◆ DIRECTIONS
Look through the entries below and extract exactly the lines from the one containing "Where can the teal" through the one containing "Where can the pale", ends included.

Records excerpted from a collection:
------------------------------------
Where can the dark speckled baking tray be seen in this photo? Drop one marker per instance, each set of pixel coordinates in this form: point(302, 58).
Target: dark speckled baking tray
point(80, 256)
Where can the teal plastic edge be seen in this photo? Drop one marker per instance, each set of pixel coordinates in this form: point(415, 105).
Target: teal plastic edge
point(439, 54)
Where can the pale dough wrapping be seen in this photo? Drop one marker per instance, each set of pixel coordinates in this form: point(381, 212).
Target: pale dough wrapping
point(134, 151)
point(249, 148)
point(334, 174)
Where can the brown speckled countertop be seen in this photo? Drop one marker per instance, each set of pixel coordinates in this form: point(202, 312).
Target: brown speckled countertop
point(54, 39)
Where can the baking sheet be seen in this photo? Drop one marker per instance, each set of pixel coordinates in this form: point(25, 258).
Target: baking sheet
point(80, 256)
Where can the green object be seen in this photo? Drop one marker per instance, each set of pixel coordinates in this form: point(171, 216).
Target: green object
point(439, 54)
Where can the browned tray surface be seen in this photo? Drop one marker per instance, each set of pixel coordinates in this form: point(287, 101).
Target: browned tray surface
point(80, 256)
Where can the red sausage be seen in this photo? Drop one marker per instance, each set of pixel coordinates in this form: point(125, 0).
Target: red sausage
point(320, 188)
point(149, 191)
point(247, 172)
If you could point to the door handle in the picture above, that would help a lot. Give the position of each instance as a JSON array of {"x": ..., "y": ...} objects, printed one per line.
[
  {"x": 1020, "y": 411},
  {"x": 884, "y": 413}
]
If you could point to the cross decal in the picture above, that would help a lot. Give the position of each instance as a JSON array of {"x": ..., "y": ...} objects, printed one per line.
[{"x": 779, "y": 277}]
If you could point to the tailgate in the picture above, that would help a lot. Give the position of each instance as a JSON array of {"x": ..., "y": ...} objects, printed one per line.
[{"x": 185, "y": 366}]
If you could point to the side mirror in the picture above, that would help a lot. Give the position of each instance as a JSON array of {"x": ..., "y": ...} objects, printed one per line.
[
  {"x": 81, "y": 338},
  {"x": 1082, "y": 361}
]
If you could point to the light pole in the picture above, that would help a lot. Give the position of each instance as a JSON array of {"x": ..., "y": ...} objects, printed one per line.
------------------------------------
◆ TASK RESPONSE
Where can the teal plastic edge be seen in this photo? Drop one marker per instance, each set of pixel coordinates in this form: point(415, 105).
Target: teal plastic edge
point(439, 54)
Where can the pale dough wrapping be seen in this photo? Drop one marker per instance, each set of pixel coordinates in this form: point(381, 212).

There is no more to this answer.